*** MATERIAL TO PROCESS ***

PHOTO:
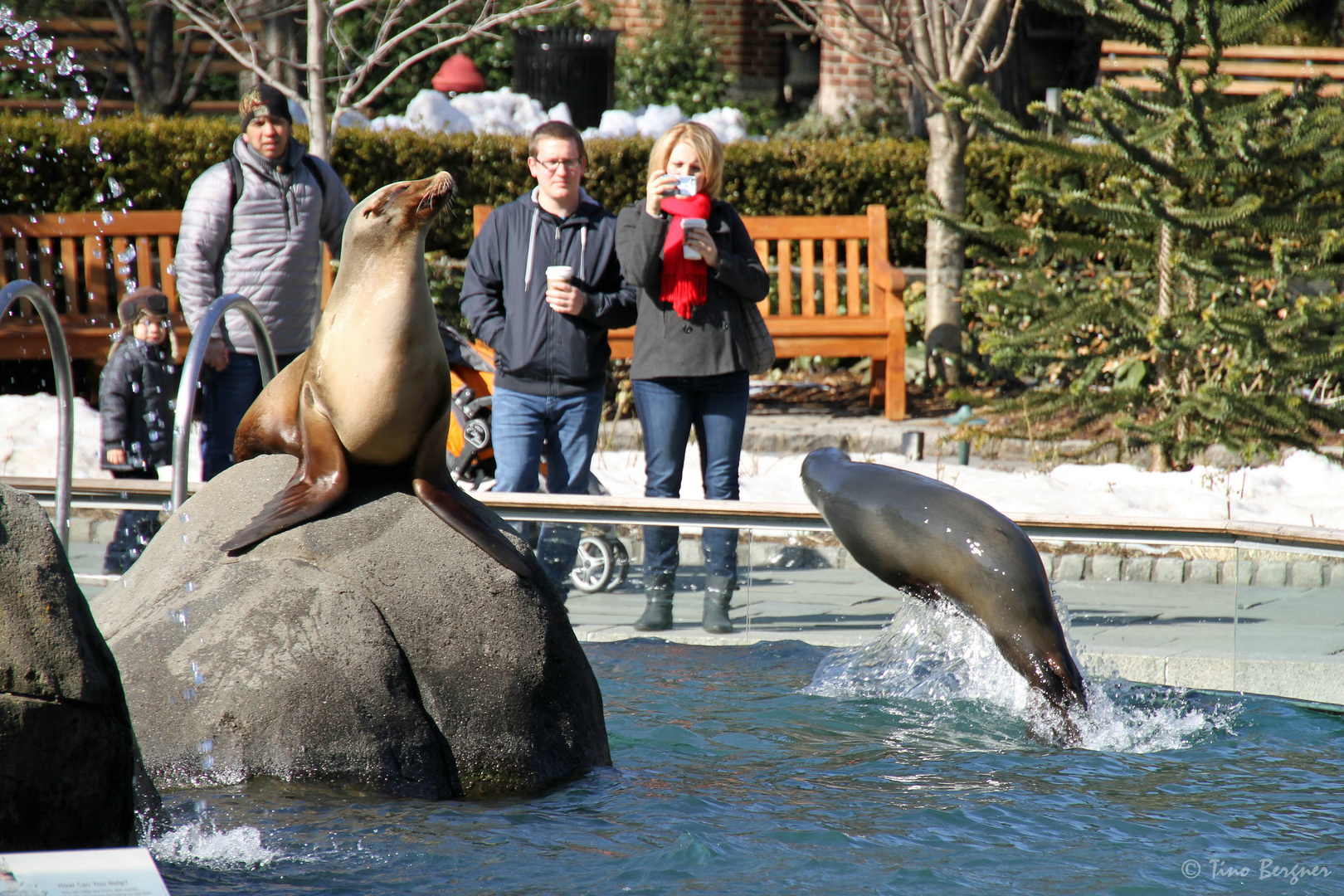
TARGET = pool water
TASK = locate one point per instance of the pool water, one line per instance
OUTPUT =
(908, 766)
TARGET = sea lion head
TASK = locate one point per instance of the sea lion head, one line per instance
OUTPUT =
(397, 212)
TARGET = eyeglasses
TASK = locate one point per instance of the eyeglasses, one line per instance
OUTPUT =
(552, 167)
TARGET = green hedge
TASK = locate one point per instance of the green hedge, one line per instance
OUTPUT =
(51, 168)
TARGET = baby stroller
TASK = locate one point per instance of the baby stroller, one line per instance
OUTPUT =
(602, 562)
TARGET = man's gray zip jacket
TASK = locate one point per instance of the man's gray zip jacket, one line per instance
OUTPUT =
(272, 254)
(539, 351)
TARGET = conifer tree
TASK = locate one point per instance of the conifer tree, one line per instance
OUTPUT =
(1196, 299)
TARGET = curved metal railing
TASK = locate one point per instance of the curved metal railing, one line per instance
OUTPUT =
(186, 405)
(65, 391)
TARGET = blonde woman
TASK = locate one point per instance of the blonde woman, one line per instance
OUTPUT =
(694, 265)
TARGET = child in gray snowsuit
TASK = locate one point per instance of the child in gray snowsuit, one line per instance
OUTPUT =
(134, 399)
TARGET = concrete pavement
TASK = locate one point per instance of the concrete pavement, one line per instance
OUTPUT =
(1288, 641)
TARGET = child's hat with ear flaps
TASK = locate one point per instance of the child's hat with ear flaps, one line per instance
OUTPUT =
(147, 299)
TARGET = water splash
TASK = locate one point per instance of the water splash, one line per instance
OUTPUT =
(205, 845)
(932, 653)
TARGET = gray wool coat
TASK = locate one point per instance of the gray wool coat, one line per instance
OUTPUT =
(714, 340)
(272, 254)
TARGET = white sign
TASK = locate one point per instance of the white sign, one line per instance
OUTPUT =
(82, 872)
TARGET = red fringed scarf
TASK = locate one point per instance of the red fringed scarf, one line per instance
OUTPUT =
(683, 278)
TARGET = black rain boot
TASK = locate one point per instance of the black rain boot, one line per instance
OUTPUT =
(657, 610)
(718, 596)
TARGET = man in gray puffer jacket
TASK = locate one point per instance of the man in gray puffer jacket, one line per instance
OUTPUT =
(262, 240)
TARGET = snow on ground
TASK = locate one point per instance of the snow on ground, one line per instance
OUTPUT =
(504, 112)
(1305, 489)
(28, 426)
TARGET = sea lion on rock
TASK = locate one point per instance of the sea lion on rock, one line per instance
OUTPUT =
(374, 386)
(928, 539)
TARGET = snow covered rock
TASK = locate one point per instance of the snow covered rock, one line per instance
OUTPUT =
(431, 112)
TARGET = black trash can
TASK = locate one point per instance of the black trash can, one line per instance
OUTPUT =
(567, 65)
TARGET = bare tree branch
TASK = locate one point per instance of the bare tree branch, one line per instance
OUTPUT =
(979, 39)
(997, 60)
(481, 27)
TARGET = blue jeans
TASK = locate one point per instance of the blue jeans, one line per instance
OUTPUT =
(134, 529)
(563, 427)
(225, 398)
(668, 407)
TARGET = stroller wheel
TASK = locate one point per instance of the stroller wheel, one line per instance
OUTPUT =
(622, 564)
(594, 566)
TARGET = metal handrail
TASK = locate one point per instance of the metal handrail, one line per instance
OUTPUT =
(65, 391)
(186, 405)
(789, 518)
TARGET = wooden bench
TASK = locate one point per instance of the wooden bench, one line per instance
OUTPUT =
(1254, 71)
(85, 261)
(856, 310)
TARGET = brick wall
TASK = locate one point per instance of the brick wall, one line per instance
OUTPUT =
(845, 78)
(743, 28)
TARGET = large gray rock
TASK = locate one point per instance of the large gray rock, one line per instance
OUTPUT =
(67, 752)
(371, 646)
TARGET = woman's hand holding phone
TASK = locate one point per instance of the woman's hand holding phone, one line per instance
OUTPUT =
(660, 186)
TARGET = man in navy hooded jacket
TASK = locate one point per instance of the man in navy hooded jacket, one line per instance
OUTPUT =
(550, 340)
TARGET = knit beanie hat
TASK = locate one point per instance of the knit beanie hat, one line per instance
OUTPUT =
(147, 299)
(262, 101)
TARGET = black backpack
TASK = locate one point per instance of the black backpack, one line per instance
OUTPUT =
(236, 179)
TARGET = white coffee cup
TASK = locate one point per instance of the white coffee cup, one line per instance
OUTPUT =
(558, 275)
(691, 223)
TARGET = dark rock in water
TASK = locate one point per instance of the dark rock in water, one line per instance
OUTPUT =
(371, 646)
(67, 752)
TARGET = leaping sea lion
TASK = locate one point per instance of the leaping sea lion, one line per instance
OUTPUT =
(374, 387)
(930, 540)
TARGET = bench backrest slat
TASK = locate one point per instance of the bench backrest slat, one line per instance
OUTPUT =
(71, 265)
(1254, 69)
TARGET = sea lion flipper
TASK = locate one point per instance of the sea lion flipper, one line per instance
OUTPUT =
(319, 481)
(270, 425)
(435, 486)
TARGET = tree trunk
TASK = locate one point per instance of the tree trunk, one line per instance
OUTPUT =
(945, 249)
(319, 139)
(138, 80)
(160, 60)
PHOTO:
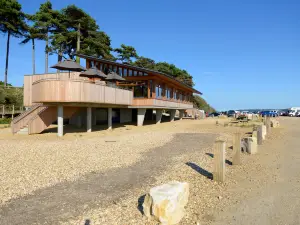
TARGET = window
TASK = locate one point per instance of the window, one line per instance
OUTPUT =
(140, 91)
(120, 71)
(158, 90)
(151, 87)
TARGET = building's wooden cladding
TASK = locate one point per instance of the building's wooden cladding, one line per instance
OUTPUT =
(157, 103)
(46, 117)
(78, 91)
(30, 79)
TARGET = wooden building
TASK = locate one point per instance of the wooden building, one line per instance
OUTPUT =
(86, 102)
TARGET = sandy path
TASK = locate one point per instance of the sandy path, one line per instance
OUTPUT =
(270, 197)
(69, 199)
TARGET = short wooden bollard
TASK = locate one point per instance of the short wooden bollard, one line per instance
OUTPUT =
(259, 134)
(268, 124)
(237, 149)
(219, 161)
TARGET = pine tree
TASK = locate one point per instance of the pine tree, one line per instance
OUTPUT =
(12, 23)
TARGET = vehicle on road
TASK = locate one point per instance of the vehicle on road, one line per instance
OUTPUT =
(269, 113)
(231, 113)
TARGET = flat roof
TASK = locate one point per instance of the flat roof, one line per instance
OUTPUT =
(138, 68)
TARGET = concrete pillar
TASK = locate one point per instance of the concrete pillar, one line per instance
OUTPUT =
(89, 119)
(60, 121)
(181, 113)
(158, 115)
(109, 118)
(172, 114)
(141, 117)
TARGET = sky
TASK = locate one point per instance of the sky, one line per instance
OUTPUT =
(241, 54)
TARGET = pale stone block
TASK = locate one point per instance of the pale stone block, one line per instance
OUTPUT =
(166, 202)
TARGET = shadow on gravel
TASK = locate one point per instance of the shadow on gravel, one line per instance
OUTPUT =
(69, 199)
(226, 160)
(200, 170)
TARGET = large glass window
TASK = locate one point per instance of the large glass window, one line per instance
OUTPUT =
(141, 91)
(158, 90)
(120, 72)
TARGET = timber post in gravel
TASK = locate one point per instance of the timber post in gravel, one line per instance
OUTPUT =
(268, 124)
(109, 118)
(60, 121)
(237, 149)
(219, 161)
(89, 119)
(259, 134)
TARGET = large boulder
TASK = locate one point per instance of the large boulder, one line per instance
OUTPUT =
(275, 123)
(166, 202)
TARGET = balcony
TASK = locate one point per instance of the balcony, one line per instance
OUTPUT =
(78, 91)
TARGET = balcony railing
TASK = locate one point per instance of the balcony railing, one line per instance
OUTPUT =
(78, 91)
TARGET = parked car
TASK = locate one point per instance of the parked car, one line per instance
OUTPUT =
(214, 114)
(231, 113)
(269, 113)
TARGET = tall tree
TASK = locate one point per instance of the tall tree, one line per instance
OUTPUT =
(12, 23)
(81, 34)
(126, 53)
(47, 21)
(32, 34)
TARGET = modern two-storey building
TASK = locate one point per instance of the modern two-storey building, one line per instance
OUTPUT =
(87, 102)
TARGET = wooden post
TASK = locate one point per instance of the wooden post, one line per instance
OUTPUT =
(219, 161)
(268, 124)
(259, 134)
(237, 149)
(13, 112)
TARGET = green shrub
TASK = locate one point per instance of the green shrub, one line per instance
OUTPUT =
(5, 120)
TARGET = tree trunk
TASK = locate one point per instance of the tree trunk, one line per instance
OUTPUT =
(7, 55)
(33, 56)
(46, 54)
(78, 43)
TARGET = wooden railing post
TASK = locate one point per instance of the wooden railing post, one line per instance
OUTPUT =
(13, 112)
(237, 149)
(259, 134)
(219, 161)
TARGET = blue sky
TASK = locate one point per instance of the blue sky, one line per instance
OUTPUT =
(242, 54)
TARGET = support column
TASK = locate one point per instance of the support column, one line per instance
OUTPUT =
(109, 118)
(158, 115)
(89, 119)
(172, 114)
(181, 113)
(141, 117)
(60, 121)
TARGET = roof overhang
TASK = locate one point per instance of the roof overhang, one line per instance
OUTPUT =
(140, 69)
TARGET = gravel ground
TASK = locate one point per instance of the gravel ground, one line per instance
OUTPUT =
(43, 166)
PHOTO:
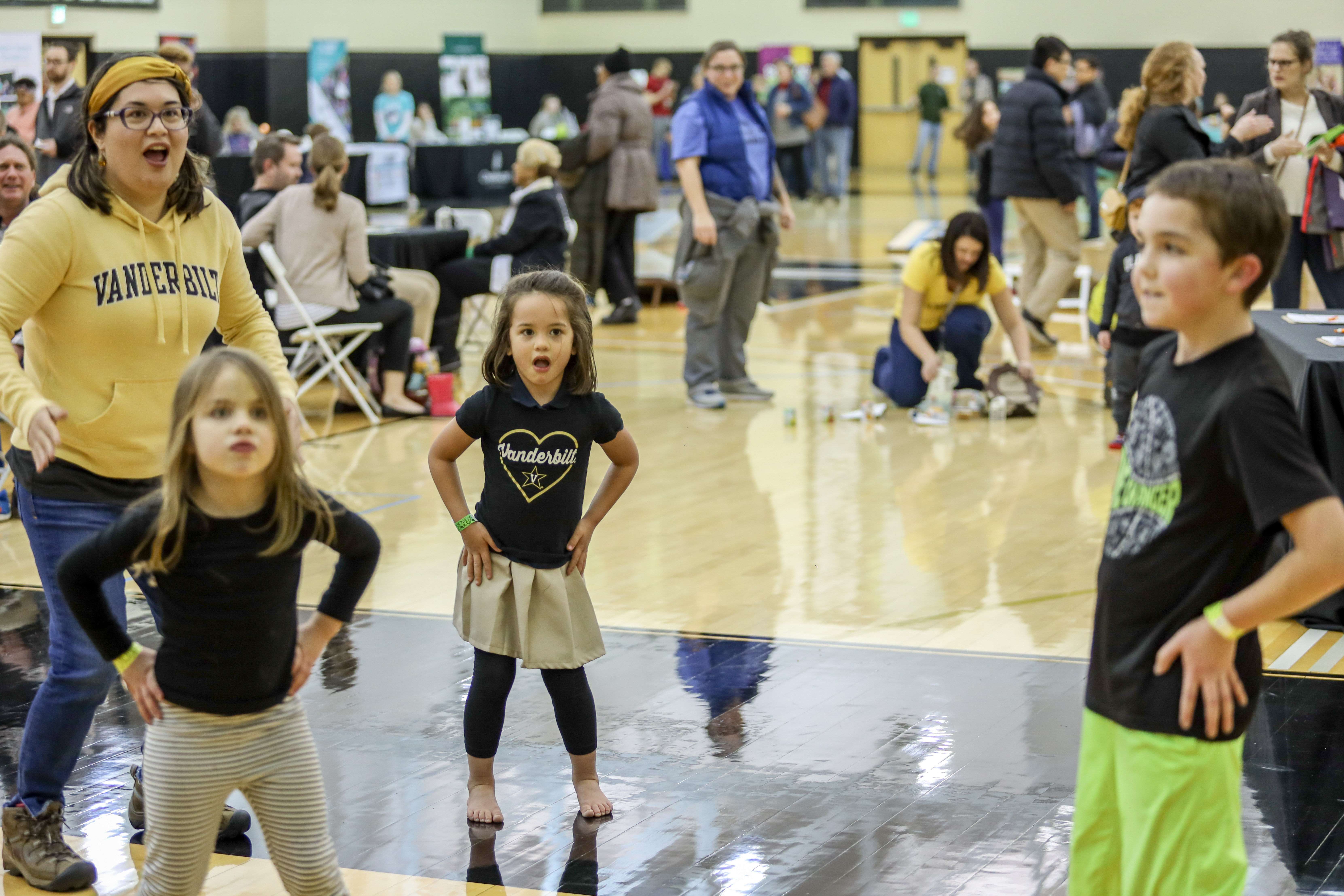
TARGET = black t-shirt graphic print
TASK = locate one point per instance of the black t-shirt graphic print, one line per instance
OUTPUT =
(1214, 457)
(536, 467)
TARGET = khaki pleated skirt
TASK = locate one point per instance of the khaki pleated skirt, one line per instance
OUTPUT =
(542, 617)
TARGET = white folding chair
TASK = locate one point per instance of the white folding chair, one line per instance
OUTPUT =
(330, 344)
(1084, 273)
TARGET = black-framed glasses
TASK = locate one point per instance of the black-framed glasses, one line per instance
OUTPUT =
(138, 119)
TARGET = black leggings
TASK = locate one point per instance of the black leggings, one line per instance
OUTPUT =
(492, 679)
(458, 280)
(619, 257)
(397, 319)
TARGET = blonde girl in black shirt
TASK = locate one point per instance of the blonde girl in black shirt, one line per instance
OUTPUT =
(521, 590)
(224, 539)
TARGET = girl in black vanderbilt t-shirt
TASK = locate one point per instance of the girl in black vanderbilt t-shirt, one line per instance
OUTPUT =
(521, 590)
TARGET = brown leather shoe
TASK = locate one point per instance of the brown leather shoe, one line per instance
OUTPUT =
(34, 848)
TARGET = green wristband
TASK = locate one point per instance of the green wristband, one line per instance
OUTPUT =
(124, 662)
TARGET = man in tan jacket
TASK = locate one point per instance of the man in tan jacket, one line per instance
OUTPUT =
(622, 128)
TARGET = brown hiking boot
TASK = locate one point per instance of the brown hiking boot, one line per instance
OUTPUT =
(34, 848)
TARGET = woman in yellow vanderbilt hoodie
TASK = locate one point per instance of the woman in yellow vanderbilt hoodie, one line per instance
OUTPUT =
(116, 276)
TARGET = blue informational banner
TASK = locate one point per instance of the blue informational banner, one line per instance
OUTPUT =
(328, 87)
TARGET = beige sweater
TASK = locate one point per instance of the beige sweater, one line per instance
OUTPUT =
(324, 252)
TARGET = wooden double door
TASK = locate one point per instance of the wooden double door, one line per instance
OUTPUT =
(892, 70)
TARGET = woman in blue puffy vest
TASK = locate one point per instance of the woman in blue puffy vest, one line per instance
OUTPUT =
(734, 205)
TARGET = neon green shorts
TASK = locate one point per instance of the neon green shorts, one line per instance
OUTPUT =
(1157, 815)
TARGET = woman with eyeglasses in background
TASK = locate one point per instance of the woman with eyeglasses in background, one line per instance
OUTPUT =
(118, 277)
(1299, 113)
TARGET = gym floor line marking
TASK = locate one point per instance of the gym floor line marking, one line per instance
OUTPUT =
(799, 643)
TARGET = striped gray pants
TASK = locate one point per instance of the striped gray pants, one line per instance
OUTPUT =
(194, 759)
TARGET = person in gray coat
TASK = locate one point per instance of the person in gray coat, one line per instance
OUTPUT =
(620, 129)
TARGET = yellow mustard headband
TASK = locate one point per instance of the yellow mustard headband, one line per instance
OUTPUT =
(130, 72)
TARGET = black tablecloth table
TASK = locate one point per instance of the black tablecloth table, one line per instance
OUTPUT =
(234, 178)
(417, 248)
(466, 171)
(1316, 377)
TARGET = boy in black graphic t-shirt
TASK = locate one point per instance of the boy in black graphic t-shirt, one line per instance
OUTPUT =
(1214, 465)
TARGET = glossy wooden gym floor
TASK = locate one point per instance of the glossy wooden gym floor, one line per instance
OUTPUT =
(945, 570)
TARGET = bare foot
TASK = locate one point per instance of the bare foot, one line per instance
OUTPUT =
(482, 805)
(593, 803)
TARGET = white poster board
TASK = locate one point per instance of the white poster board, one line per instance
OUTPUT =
(21, 57)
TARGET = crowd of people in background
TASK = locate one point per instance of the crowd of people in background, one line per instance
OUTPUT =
(1035, 150)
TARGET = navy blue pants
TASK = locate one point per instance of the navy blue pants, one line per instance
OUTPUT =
(994, 214)
(1312, 249)
(897, 369)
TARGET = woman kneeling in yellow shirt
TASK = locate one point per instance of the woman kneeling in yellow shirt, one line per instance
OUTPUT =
(943, 305)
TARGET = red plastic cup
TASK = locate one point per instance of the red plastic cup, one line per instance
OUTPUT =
(441, 395)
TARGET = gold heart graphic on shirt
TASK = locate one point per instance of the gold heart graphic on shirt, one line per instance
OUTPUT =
(536, 463)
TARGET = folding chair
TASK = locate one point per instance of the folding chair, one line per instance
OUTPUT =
(333, 343)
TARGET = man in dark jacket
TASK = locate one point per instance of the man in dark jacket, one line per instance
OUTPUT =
(1034, 167)
(58, 112)
(1091, 107)
(206, 138)
(834, 140)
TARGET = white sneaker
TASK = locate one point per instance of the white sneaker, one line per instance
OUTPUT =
(929, 414)
(745, 392)
(968, 402)
(707, 397)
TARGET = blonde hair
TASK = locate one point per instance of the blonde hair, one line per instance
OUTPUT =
(1166, 83)
(293, 496)
(539, 154)
(327, 158)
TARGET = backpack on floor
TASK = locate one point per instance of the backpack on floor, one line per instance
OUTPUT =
(1023, 395)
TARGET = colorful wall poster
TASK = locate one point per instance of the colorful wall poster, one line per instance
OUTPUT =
(464, 78)
(1330, 65)
(328, 87)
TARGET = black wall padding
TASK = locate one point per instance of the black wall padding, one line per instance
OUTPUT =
(1233, 70)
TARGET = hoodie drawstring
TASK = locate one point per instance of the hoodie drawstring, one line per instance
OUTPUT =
(154, 287)
(182, 275)
(150, 272)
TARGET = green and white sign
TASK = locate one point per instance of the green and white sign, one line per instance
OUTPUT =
(464, 78)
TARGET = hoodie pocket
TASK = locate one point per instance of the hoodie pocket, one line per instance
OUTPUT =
(136, 420)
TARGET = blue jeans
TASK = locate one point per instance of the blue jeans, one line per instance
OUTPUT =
(832, 146)
(931, 135)
(897, 369)
(1087, 177)
(80, 678)
(994, 214)
(1311, 248)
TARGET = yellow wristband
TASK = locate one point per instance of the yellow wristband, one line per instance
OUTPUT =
(1214, 613)
(124, 662)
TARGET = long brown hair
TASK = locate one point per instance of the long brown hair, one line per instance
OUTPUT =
(972, 129)
(327, 158)
(1166, 78)
(498, 366)
(87, 182)
(295, 499)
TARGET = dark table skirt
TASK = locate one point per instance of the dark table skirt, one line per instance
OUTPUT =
(1316, 377)
(417, 248)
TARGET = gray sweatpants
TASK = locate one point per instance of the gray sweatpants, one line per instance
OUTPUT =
(194, 759)
(716, 351)
(1124, 377)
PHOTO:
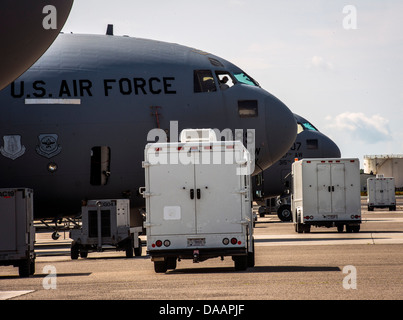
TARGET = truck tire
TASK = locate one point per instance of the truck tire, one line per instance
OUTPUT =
(284, 213)
(241, 262)
(160, 266)
(129, 249)
(24, 269)
(299, 227)
(171, 263)
(251, 256)
(32, 267)
(138, 251)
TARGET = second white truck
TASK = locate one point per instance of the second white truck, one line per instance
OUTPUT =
(326, 193)
(381, 193)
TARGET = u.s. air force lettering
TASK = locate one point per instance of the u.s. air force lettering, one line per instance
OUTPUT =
(80, 88)
(48, 146)
(12, 147)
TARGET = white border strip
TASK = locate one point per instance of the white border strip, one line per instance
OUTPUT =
(53, 101)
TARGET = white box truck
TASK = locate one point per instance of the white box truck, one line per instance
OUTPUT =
(326, 193)
(381, 193)
(105, 226)
(198, 202)
(17, 231)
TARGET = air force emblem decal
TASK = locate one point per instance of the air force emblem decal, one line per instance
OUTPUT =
(12, 148)
(48, 146)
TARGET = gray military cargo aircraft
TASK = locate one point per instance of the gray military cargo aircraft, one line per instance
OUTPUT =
(275, 181)
(75, 125)
(27, 29)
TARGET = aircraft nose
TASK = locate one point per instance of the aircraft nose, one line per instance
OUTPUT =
(330, 149)
(281, 129)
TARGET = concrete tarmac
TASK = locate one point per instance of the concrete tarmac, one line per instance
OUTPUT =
(321, 265)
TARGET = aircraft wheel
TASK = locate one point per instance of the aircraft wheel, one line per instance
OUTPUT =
(251, 255)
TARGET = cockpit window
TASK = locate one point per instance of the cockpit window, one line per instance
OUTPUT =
(225, 79)
(245, 79)
(305, 126)
(204, 81)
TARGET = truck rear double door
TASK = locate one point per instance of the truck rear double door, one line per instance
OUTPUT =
(195, 199)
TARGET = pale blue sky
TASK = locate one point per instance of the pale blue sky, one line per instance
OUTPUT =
(347, 82)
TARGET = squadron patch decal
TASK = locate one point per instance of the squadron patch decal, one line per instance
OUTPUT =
(12, 148)
(48, 146)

*** End of MATERIAL TO PROCESS ***

WHAT YOU HAVE TO DO:
Everything from the line containing "TASK = locate one point per instance of the flat" through the line containing "TASK = locate one point per instance of the shadow" in the material above should be retyped exactly, both ends included, and nothing more.

ANSWER:
TASK = locate one point per instance of the flat roof, one line per instance
OUTPUT =
(138, 68)
TARGET = concrete pillar
TASK = locate one point per instance of the concrete pillar, one line per instance
OUTPUT =
(89, 119)
(60, 121)
(181, 113)
(158, 115)
(109, 118)
(172, 114)
(141, 117)
TARGET = sky
TASK = locate one point per instance of the sky, one line per instance
OUTPUT =
(241, 54)
TARGET = pale stone block
TASK = locate one point per instance of the pale stone block, one line per instance
OUTPUT =
(166, 202)
TARGET = shadow on gravel
TASK = locate one point per instance of the shadow on gravel, one line per instance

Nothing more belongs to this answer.